THE TASK: Among these records, which lines include "negative"? Copy them out.
══ DATA FOR REVIEW
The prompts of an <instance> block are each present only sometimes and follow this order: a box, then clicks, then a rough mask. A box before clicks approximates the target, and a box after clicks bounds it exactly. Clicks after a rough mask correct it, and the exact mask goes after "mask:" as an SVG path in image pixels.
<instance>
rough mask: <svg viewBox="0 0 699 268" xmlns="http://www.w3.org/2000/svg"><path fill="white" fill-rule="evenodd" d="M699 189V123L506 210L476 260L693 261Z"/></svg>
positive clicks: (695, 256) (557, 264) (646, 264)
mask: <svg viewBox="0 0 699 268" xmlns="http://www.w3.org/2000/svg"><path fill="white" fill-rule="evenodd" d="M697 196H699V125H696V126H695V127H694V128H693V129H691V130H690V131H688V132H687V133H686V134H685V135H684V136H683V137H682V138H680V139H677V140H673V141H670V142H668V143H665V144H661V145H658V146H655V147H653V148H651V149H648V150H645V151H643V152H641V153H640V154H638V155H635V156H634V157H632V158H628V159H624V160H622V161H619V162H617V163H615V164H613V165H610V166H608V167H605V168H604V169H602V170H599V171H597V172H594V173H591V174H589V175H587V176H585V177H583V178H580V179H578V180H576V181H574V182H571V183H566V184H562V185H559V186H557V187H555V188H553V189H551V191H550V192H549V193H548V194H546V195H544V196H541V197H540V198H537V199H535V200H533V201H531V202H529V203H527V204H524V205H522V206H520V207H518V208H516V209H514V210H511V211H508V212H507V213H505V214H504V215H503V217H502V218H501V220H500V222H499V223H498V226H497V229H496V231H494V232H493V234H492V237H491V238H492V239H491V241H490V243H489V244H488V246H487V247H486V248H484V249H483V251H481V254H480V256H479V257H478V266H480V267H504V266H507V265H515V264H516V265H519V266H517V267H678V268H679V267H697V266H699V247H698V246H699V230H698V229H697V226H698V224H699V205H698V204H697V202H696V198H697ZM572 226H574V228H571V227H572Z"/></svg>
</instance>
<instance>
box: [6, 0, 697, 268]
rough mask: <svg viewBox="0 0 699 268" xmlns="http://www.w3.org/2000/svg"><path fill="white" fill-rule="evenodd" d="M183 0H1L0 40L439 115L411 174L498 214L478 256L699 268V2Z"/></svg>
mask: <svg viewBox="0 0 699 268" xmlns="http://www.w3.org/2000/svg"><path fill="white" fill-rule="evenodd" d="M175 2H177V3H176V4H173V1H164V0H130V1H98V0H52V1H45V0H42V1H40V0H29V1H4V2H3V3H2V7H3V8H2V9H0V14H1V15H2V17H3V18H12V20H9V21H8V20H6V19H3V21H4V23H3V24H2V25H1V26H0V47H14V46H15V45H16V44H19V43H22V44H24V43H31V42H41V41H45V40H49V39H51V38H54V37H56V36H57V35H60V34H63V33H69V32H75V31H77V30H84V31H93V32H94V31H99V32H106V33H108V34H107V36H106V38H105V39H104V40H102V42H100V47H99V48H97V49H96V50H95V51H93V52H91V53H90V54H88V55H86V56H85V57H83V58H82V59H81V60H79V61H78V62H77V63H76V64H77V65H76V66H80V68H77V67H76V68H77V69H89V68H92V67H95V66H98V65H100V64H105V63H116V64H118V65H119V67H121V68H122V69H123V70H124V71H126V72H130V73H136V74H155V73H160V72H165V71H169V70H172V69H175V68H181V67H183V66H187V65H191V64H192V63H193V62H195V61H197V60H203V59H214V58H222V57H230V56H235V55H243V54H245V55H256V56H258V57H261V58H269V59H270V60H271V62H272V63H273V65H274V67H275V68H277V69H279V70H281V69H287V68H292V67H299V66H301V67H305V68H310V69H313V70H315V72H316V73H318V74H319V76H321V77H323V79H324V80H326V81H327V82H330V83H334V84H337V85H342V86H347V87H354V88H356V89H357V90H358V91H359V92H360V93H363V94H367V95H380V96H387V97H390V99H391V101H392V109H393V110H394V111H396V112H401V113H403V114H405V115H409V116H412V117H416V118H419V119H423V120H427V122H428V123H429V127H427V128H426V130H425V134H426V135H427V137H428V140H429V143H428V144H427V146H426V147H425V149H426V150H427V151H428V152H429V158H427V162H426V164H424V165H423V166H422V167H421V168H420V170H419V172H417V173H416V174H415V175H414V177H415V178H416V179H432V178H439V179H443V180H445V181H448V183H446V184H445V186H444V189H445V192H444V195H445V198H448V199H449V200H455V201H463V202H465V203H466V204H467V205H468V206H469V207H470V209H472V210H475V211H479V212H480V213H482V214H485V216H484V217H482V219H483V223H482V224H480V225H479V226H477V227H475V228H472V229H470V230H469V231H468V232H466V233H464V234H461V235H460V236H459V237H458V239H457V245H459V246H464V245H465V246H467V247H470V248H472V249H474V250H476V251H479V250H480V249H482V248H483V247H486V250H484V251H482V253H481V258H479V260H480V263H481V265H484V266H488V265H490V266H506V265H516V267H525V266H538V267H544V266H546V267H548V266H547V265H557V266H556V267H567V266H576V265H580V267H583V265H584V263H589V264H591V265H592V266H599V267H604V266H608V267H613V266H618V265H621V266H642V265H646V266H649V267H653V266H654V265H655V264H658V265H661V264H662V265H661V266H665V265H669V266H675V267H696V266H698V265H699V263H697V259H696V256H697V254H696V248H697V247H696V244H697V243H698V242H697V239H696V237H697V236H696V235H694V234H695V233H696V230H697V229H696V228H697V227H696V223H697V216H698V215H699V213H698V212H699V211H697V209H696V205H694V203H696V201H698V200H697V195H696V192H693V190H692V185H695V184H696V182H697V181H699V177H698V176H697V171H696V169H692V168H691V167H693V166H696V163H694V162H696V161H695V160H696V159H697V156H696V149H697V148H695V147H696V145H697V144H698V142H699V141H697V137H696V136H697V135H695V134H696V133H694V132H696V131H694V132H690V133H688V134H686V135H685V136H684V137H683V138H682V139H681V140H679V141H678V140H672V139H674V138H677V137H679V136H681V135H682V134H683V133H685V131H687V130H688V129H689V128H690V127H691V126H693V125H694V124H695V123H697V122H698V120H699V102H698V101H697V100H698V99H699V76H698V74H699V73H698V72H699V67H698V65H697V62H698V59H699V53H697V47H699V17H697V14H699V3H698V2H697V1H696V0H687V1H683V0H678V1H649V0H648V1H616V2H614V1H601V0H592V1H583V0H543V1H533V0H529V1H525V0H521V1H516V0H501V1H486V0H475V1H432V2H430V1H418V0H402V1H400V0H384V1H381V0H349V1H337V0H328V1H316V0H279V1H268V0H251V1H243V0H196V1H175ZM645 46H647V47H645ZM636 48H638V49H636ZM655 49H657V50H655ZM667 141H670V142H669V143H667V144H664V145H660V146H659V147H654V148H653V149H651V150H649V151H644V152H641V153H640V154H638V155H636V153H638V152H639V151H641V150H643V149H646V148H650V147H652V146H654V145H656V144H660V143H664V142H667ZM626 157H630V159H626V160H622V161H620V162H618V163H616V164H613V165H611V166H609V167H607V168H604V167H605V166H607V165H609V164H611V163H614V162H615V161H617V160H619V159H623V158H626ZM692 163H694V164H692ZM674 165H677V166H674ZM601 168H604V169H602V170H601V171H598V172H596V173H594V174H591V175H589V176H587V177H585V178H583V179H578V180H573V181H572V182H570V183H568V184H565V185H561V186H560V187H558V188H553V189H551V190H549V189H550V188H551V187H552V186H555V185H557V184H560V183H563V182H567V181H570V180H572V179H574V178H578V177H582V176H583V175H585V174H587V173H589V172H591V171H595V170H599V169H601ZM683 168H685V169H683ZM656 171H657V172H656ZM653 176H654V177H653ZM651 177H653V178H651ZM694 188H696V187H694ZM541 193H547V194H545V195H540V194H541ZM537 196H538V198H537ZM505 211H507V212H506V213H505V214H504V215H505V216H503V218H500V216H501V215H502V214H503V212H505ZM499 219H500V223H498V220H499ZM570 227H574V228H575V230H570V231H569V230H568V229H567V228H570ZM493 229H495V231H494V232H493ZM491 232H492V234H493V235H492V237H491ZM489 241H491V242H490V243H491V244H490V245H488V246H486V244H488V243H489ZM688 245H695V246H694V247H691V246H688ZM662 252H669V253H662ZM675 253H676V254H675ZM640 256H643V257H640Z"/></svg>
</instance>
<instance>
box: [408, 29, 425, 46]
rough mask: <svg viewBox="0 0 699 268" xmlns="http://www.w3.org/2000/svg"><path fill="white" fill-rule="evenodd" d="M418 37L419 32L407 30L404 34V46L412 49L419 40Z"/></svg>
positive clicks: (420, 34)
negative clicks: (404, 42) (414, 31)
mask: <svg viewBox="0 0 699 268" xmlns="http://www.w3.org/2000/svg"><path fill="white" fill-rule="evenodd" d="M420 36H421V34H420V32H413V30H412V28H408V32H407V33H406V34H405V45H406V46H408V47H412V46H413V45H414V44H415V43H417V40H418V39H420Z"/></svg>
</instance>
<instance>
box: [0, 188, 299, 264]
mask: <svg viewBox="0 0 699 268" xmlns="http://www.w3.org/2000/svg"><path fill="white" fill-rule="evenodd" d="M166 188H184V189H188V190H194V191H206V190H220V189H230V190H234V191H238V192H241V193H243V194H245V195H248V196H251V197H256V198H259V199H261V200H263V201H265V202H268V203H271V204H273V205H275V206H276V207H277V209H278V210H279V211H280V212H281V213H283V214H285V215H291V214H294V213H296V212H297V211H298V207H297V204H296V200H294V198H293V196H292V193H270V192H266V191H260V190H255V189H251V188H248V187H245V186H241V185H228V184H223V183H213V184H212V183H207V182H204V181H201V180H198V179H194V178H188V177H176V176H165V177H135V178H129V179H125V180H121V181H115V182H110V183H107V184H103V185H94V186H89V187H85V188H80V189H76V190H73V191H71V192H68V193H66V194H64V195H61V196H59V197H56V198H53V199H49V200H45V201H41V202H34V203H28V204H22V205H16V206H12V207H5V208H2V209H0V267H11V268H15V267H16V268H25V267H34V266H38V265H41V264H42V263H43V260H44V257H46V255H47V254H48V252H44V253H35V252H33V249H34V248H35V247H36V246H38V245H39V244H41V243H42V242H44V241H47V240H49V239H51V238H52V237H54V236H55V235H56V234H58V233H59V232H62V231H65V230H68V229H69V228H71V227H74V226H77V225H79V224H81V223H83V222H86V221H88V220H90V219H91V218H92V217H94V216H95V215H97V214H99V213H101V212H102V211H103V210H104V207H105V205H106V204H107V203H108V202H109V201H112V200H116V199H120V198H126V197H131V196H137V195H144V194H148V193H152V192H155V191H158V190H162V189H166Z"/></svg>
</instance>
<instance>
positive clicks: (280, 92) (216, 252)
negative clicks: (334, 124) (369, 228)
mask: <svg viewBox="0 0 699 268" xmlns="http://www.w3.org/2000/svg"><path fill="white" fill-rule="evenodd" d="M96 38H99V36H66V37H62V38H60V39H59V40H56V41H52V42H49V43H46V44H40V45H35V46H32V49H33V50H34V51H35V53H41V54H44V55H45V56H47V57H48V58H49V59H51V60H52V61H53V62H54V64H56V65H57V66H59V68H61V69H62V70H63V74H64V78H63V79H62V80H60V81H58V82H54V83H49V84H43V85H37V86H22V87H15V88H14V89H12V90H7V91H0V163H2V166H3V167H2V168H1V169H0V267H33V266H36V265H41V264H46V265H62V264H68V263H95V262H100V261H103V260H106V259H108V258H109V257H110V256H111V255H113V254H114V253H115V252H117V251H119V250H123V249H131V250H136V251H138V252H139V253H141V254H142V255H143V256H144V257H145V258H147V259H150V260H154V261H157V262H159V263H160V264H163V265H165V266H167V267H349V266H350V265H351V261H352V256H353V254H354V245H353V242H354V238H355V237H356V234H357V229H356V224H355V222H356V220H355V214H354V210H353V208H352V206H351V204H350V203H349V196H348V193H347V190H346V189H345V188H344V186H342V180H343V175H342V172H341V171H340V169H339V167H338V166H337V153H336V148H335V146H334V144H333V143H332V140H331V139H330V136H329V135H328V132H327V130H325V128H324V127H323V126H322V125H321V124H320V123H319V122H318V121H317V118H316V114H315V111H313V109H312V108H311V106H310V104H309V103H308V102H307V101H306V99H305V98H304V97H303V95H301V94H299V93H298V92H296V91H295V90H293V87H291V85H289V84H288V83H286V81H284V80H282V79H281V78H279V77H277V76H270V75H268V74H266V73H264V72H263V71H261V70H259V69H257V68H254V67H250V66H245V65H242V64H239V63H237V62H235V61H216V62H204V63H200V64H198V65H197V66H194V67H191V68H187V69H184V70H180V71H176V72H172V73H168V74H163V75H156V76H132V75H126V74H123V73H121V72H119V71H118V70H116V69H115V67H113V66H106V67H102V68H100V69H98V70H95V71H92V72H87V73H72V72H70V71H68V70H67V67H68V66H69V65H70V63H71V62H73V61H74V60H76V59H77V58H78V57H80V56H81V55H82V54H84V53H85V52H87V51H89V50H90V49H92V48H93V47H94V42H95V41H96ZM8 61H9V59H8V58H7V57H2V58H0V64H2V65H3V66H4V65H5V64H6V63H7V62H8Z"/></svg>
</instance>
════
REPLY:
negative clicks: (404, 42) (414, 31)
negative clicks: (334, 124) (369, 228)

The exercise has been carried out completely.